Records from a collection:
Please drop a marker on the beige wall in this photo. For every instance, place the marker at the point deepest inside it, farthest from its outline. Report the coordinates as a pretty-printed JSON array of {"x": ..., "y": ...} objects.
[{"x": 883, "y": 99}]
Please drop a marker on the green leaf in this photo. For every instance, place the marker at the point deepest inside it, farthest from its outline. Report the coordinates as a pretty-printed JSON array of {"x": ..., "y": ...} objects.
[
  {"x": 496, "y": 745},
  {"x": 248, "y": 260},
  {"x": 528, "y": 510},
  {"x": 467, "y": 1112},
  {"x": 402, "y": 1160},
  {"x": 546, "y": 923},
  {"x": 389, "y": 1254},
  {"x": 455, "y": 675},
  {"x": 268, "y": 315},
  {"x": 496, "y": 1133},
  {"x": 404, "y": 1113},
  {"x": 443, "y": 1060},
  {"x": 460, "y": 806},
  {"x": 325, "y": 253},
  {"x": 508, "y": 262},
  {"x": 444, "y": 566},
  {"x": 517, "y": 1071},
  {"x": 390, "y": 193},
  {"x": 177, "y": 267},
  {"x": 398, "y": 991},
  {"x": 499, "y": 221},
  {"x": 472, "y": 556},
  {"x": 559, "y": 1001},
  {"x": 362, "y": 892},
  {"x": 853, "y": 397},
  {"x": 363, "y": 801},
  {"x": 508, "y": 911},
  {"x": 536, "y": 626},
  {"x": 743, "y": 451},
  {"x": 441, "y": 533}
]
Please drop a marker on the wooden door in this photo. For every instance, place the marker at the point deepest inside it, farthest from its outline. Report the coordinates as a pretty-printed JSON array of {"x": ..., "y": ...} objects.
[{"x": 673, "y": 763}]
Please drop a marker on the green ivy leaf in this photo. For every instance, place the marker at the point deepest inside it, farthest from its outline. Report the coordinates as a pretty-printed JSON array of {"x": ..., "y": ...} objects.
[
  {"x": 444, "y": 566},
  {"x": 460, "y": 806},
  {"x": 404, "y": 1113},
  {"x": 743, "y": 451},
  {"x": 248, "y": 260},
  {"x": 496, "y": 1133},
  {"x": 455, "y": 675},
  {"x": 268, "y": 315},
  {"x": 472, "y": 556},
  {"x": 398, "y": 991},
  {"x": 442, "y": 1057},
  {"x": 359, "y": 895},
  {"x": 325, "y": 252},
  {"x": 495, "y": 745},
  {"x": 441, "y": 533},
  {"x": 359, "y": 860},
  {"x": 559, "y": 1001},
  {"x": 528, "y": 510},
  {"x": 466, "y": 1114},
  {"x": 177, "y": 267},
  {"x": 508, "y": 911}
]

Task description: Reproduce every entry above. Make each line identical to the original.

Output of the exercise:
Please drop a marker on the beige wall in this photo. For every instance, place the marker at the point deepest inside it, farthest from its outline. Report the coordinates as a pretty-printed JSON array of {"x": ..., "y": ...} objects.
[{"x": 883, "y": 99}]
Please drop a marker on the green leaf in this photo. For every instance, place the marker at the point deepest inside it, farthest from its outline. Report the coordinates as a pretty-printed JSON array of {"x": ..., "y": ...} objects.
[
  {"x": 496, "y": 745},
  {"x": 248, "y": 260},
  {"x": 528, "y": 510},
  {"x": 467, "y": 1112},
  {"x": 402, "y": 1160},
  {"x": 546, "y": 923},
  {"x": 389, "y": 1254},
  {"x": 455, "y": 675},
  {"x": 268, "y": 315},
  {"x": 496, "y": 1133},
  {"x": 404, "y": 1113},
  {"x": 443, "y": 1060},
  {"x": 460, "y": 806},
  {"x": 325, "y": 253},
  {"x": 508, "y": 262},
  {"x": 444, "y": 566},
  {"x": 517, "y": 1071},
  {"x": 390, "y": 193},
  {"x": 177, "y": 267},
  {"x": 398, "y": 991},
  {"x": 499, "y": 221},
  {"x": 472, "y": 556},
  {"x": 559, "y": 1001},
  {"x": 362, "y": 892},
  {"x": 853, "y": 397},
  {"x": 363, "y": 801},
  {"x": 508, "y": 911},
  {"x": 536, "y": 626},
  {"x": 743, "y": 451},
  {"x": 441, "y": 533}
]
Please drop a marker on the wooden door in this photo. For every instance, place the marker at the point deepest inside it, farthest from its outline. Report the coordinates as a pretty-printed JSON array of {"x": ..., "y": ...} objects.
[{"x": 673, "y": 763}]
Please drop a marker on the green ivy leaf in this photo. For every instance, place the marker at the point deepest inside it, farthest from its outline. Report the coordinates as a pretty-printed JSON array of {"x": ..., "y": ...} objects.
[
  {"x": 444, "y": 566},
  {"x": 460, "y": 806},
  {"x": 404, "y": 1113},
  {"x": 743, "y": 451},
  {"x": 248, "y": 260},
  {"x": 496, "y": 1133},
  {"x": 455, "y": 675},
  {"x": 268, "y": 315},
  {"x": 472, "y": 556},
  {"x": 398, "y": 991},
  {"x": 442, "y": 1057},
  {"x": 359, "y": 895},
  {"x": 325, "y": 252},
  {"x": 495, "y": 745},
  {"x": 441, "y": 533},
  {"x": 359, "y": 860},
  {"x": 559, "y": 1001},
  {"x": 528, "y": 510},
  {"x": 466, "y": 1114},
  {"x": 177, "y": 267},
  {"x": 508, "y": 911}
]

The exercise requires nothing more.